» SHORT PROBLEM:
Copy the material from the line with "TARGET: rainbow crosswalk" through the end, replacing "stripe" with "band" and leaving everything else unchanged. Omit the pictures from your answer.

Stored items
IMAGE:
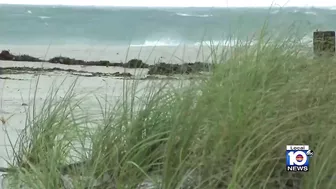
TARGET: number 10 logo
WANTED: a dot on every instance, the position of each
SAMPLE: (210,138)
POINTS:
(298,158)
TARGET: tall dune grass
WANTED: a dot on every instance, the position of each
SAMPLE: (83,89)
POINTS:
(227,132)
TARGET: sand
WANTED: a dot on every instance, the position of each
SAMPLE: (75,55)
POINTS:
(169,54)
(15,93)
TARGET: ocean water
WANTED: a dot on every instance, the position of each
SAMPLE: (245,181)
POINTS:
(43,25)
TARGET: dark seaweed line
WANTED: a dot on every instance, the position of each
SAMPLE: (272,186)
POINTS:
(22,70)
(160,68)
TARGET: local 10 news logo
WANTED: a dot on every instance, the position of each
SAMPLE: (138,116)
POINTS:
(297,158)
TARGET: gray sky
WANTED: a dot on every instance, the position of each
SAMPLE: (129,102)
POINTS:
(180,3)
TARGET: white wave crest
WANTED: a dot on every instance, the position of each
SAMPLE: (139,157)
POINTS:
(311,13)
(44,17)
(174,43)
(194,15)
(162,42)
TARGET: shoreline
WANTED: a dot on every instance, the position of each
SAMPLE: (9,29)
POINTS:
(158,68)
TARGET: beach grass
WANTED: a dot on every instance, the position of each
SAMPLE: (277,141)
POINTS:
(228,131)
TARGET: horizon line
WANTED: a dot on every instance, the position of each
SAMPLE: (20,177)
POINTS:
(125,6)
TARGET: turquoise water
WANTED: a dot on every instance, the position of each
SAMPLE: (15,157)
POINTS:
(22,24)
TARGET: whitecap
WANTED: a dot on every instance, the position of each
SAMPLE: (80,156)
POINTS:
(162,42)
(194,15)
(275,12)
(44,17)
(311,13)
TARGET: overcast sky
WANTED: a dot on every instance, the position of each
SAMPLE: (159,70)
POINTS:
(179,3)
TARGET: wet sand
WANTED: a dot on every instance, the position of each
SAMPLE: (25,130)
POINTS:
(150,55)
(18,91)
(16,94)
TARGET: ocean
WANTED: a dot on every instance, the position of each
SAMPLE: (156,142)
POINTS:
(66,25)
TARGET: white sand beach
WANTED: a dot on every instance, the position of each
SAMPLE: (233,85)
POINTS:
(17,95)
(150,55)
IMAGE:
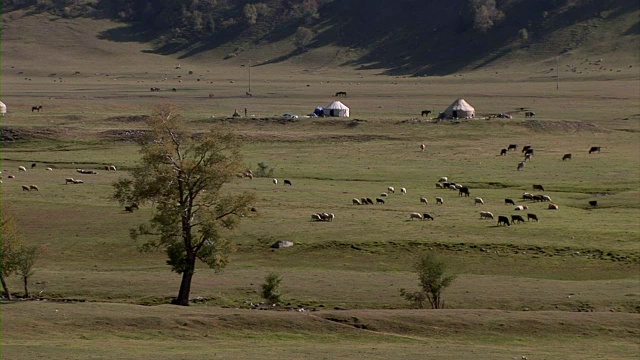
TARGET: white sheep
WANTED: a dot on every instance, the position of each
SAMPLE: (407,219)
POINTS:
(415,216)
(486,215)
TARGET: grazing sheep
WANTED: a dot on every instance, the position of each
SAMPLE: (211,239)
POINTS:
(503,220)
(516,218)
(486,215)
(415,216)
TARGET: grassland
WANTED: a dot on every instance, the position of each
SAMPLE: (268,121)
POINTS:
(566,286)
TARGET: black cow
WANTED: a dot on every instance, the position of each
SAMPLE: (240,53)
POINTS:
(426,216)
(503,220)
(515,218)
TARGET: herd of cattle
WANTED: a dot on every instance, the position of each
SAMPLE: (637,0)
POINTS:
(464,191)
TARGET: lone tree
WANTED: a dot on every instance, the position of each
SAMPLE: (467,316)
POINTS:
(182,177)
(433,280)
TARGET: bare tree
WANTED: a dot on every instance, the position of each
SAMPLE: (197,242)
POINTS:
(184,179)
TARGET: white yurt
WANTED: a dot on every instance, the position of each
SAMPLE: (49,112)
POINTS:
(336,108)
(460,109)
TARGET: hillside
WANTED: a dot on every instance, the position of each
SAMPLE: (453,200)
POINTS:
(401,37)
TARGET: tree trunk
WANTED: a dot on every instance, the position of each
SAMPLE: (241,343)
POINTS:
(185,285)
(4,287)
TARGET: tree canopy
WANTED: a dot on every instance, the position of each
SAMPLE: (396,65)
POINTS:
(183,177)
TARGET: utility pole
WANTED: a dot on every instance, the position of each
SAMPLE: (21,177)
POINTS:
(557,72)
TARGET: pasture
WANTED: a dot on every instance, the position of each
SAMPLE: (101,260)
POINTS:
(530,284)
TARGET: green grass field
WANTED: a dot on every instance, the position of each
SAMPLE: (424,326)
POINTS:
(564,287)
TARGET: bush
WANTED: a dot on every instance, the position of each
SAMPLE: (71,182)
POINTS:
(433,280)
(271,288)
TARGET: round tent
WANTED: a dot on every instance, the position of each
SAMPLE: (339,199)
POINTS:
(336,108)
(460,109)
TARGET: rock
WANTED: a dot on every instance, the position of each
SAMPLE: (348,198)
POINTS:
(282,244)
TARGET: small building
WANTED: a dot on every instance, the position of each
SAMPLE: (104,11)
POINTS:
(336,108)
(460,109)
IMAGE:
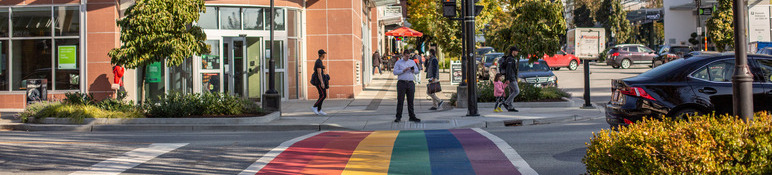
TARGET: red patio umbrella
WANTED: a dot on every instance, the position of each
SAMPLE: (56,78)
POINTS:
(404,32)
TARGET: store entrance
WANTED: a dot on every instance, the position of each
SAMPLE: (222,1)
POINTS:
(241,67)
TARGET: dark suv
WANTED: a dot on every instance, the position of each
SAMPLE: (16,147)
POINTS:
(700,84)
(625,55)
(669,53)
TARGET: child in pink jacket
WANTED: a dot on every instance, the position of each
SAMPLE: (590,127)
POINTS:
(498,91)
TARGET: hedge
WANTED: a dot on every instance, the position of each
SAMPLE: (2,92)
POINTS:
(700,145)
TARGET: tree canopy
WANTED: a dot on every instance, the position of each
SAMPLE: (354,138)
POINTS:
(157,30)
(720,26)
(534,26)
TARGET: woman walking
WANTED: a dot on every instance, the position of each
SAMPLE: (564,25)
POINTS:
(318,79)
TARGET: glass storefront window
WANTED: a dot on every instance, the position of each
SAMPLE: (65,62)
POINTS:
(278,21)
(67,60)
(210,82)
(293,20)
(211,61)
(208,20)
(278,53)
(230,18)
(67,21)
(3,22)
(31,60)
(4,65)
(31,21)
(254,18)
(181,77)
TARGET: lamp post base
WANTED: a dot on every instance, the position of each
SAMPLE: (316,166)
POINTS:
(271,102)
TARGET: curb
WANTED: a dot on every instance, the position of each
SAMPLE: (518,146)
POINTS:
(167,128)
(168,121)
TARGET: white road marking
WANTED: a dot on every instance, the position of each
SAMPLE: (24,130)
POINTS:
(130,159)
(268,157)
(510,152)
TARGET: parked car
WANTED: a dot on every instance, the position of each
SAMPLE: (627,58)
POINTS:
(766,51)
(480,52)
(701,84)
(669,53)
(562,59)
(625,55)
(695,53)
(537,74)
(484,67)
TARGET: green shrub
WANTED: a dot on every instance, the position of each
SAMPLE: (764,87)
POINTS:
(78,98)
(176,104)
(528,93)
(702,145)
(75,112)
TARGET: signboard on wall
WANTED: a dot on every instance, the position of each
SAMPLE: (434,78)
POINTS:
(67,57)
(758,23)
(455,72)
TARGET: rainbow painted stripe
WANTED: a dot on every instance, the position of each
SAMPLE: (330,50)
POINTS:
(461,151)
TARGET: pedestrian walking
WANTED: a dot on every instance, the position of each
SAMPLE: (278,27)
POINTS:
(321,81)
(419,63)
(508,66)
(498,92)
(433,75)
(377,63)
(405,69)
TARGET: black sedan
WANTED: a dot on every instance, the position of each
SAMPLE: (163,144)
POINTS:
(701,84)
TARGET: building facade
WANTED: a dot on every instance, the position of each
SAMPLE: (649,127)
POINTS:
(67,41)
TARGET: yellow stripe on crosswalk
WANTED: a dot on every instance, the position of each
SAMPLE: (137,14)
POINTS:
(373,154)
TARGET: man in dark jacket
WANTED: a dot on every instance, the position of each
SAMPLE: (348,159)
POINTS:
(433,75)
(508,66)
(377,62)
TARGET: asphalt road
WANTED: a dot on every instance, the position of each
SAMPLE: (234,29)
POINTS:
(548,149)
(572,81)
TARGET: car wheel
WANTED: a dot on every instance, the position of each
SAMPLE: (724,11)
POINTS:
(685,114)
(656,63)
(626,63)
(573,65)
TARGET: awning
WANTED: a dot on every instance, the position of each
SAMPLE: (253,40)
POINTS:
(404,32)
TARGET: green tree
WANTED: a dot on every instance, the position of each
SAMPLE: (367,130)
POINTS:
(426,16)
(720,26)
(613,17)
(583,17)
(537,27)
(158,30)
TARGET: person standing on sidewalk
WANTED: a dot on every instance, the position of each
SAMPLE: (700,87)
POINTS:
(508,67)
(433,75)
(377,62)
(498,92)
(405,70)
(318,79)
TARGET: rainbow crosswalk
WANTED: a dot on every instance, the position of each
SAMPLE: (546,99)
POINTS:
(458,151)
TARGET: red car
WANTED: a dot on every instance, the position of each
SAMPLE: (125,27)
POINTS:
(561,59)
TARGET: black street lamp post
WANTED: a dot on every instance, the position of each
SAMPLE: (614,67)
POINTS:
(742,80)
(271,98)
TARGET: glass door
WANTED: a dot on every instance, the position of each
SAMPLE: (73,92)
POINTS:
(279,64)
(235,69)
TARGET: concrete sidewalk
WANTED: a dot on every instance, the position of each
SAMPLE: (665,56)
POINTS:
(375,107)
(372,109)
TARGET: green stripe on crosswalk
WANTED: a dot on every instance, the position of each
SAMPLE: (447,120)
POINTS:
(410,154)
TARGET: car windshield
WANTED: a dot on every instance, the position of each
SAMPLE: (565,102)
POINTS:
(679,50)
(483,51)
(663,69)
(539,66)
(491,58)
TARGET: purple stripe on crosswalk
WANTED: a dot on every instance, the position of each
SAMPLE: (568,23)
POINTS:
(483,154)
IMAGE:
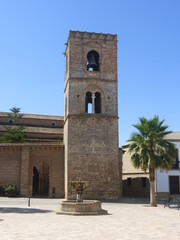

» TASK OUTPUT:
TARGET: rainbow crosswalk
WANTED: a dot on every instance, the position of each
SAMPLE: (546,99)
POINTS:
(458,151)
TARGET: red car
WANTED: a dot on every instance, the position of each
SAMPLE: (125,27)
POINTS:
(561,59)
TARGET: black street lamp post
WANTED: a dot on every instance, the position of each
SAMPLE: (614,67)
POINTS:
(742,80)
(271,98)
TARGET: glass door
WANTED: a dot on every instance, the position of each
SAMPLE: (73,92)
POINTS:
(279,64)
(235,69)
TARGET: concrete sidewalk
WANTED: a dot on every instance, the position of each
SAMPLE: (665,56)
POINTS:
(375,107)
(372,109)
TARGET: green band on crosswalk
WANTED: a dot on every instance, the position of each
SAMPLE: (447,120)
POINTS:
(410,154)
TARGET: car windshield
WANTED: a dot on every instance, the position of each
SAMPLE: (565,102)
POINTS:
(679,50)
(483,51)
(663,69)
(539,66)
(491,58)
TARGET: purple band on crosswalk
WANTED: a dot on every instance, the position of each
SAMPLE: (568,23)
POINTS:
(483,154)
IMAGE:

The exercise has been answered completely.